AIM OF THE EXERCISE =>
Print the items below without changes, from the line containing "Expected output: the position of each instance of the door lever" through the end of the items, both ends included.

RECORDS SHOWN =>
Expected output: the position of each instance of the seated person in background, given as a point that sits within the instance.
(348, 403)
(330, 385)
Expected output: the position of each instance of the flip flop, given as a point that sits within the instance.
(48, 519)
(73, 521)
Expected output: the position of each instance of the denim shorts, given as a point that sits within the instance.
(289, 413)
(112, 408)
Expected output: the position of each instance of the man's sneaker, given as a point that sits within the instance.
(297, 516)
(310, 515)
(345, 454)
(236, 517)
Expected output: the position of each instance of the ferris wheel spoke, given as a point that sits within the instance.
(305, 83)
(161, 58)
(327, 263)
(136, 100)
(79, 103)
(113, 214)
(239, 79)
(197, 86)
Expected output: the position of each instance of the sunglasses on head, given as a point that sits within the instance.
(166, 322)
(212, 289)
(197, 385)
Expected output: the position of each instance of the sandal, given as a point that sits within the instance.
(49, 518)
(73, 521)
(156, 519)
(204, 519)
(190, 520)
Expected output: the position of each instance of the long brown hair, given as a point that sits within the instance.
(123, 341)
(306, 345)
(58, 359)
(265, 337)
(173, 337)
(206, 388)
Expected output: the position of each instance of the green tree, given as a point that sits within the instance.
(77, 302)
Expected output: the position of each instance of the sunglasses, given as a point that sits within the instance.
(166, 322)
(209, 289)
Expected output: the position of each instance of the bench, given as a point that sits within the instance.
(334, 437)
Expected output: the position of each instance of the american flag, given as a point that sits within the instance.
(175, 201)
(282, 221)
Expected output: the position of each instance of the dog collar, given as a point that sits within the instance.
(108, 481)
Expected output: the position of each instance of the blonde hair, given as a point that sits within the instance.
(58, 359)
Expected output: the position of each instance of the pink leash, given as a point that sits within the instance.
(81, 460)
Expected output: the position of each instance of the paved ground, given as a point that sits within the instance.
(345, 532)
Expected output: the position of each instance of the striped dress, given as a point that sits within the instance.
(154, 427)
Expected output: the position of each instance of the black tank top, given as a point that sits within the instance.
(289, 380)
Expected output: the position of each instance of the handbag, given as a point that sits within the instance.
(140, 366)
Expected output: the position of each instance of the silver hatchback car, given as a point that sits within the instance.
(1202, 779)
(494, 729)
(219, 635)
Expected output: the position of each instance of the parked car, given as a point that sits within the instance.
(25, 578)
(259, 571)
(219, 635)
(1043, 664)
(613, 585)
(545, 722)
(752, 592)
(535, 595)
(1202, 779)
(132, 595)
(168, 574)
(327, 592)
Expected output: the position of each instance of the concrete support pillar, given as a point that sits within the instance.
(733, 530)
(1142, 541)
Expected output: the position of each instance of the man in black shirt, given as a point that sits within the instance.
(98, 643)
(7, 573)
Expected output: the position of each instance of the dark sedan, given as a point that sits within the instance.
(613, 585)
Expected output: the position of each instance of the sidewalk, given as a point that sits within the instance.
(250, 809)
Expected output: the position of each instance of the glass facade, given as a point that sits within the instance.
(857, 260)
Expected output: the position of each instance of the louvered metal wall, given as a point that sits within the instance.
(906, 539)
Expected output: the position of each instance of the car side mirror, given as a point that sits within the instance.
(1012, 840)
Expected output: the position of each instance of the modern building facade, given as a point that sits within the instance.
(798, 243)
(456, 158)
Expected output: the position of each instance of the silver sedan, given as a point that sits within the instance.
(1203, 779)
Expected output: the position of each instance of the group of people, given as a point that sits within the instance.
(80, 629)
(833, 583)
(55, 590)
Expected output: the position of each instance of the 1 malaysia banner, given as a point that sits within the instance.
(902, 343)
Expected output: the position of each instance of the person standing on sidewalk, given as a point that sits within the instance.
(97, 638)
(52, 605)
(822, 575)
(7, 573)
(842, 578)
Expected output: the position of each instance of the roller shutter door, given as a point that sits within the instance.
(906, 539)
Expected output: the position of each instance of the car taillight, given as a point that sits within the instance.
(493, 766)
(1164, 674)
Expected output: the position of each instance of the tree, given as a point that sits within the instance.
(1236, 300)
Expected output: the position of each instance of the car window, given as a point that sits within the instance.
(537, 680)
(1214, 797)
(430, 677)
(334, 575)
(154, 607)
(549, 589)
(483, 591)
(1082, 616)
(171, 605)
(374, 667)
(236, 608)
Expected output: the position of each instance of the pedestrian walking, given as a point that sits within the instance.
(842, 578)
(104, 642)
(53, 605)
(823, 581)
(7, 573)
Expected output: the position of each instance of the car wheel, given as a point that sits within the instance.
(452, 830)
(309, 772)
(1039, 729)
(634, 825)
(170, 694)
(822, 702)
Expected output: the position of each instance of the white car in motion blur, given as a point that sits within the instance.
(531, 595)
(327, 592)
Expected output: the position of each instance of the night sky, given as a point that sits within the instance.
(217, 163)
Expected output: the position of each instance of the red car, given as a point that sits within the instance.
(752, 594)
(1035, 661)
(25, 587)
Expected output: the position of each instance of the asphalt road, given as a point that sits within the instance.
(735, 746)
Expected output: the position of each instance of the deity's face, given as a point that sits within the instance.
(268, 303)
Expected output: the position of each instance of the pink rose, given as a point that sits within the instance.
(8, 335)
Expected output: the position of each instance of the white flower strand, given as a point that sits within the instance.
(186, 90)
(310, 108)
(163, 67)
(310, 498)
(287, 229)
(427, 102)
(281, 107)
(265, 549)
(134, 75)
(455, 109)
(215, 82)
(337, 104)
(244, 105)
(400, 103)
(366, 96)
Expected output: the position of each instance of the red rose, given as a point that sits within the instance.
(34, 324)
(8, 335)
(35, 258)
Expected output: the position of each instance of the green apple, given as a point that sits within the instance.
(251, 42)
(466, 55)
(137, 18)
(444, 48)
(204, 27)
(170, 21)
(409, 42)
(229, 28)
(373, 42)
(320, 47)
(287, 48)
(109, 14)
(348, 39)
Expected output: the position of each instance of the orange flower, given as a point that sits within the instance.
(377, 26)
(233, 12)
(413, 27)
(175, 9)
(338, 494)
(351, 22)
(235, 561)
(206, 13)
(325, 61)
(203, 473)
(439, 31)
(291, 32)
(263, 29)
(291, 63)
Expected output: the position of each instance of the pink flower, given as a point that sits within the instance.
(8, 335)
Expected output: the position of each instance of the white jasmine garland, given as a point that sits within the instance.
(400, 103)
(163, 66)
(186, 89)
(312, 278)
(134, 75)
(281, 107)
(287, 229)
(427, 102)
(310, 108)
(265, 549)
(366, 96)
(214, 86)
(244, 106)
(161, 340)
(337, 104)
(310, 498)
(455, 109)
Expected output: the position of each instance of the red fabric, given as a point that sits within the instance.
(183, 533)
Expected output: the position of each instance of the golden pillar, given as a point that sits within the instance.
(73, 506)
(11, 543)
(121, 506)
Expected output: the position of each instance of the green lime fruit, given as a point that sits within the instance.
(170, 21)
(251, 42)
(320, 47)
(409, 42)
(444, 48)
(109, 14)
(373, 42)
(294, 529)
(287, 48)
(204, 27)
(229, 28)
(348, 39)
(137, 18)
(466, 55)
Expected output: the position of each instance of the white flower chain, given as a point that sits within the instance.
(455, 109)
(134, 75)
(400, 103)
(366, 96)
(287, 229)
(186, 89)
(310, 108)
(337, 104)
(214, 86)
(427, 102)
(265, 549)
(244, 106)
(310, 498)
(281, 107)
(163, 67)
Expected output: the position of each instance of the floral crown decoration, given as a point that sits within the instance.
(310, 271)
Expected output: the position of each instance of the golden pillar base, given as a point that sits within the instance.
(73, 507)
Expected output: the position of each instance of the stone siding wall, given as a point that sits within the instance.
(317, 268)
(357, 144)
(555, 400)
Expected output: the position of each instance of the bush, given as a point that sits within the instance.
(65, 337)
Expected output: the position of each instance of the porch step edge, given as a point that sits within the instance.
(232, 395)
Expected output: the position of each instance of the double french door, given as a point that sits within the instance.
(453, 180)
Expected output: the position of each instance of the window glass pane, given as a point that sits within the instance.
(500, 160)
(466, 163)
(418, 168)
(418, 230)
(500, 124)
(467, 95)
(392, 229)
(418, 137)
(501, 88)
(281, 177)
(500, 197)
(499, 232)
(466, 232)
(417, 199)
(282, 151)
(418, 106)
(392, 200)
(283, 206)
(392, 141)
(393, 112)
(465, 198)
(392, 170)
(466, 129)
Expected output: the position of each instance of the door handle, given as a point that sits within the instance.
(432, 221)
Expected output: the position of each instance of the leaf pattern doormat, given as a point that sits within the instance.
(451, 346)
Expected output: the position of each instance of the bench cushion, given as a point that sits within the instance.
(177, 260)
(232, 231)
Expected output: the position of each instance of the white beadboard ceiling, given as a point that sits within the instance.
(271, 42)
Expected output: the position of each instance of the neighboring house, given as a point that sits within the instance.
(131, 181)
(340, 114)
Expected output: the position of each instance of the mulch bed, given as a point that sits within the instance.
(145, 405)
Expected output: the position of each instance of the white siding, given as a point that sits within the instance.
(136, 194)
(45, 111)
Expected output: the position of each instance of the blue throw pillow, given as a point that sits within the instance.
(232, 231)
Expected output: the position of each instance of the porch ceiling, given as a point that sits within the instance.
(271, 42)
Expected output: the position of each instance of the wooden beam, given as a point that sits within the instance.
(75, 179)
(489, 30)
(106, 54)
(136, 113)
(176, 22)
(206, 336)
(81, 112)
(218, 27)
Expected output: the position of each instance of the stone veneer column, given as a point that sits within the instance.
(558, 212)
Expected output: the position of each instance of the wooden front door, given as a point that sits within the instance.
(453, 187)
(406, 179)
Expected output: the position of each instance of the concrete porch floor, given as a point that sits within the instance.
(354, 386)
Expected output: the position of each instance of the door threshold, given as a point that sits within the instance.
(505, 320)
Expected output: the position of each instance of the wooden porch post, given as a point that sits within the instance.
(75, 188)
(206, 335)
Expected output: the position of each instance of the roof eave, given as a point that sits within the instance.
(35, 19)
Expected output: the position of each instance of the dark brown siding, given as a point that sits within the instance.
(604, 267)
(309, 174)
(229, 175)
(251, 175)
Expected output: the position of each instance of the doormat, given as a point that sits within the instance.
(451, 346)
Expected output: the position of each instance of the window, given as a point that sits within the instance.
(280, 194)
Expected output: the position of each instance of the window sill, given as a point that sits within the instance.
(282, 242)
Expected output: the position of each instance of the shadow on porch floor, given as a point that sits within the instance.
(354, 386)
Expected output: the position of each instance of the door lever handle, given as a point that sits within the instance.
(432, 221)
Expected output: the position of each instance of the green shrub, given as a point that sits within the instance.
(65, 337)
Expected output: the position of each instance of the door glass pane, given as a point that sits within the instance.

TASK OUTPUT =>
Expected output: the position of each instance of the door lever handle, given as a point that sits within the instance.
(432, 221)
Expected output: the position of each instance of the green shrub, given as a point that sits within the instance.
(65, 337)
Expected output: the position of each instance of the door glass pane, given as a point that sits within the instance.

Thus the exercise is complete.